§ **Requirements**
Please repeat the records word for word, from the line with "For the evaluation set, tag every instance of the hand" to the line with "[[79, 64], [275, 66]]", including both of those lines.

§ **Provided records**
========================================
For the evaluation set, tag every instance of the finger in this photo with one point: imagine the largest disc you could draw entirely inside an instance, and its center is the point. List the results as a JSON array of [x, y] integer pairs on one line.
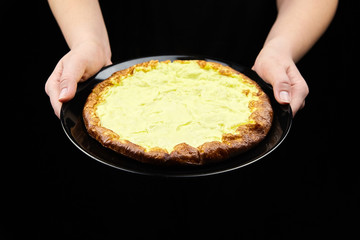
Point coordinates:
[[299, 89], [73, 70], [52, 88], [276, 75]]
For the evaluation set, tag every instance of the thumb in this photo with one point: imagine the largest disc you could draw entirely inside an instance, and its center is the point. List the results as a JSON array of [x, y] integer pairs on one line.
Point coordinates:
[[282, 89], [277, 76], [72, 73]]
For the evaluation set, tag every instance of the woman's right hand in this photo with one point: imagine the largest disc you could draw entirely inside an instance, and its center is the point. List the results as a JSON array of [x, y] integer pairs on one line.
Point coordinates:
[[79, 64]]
========================================
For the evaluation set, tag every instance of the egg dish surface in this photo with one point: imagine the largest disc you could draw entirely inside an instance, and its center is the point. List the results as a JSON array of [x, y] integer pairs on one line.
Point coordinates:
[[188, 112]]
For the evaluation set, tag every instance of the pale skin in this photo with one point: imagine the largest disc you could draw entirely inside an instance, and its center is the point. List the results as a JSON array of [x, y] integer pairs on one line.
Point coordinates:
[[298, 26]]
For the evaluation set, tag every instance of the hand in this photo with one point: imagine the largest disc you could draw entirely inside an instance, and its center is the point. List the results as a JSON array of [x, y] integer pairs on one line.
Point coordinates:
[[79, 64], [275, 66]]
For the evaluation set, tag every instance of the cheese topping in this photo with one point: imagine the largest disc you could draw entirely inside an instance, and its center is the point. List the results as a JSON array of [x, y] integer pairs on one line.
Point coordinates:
========================================
§ **Answer**
For the evaluation set, tag every instance of the hand in this photo with one point: imagine the largest disc you could draw entirely inside an instance, and its center is the point. List the results as a JSON array of [x, y] integer pairs on one line.
Point coordinates:
[[79, 64], [275, 66]]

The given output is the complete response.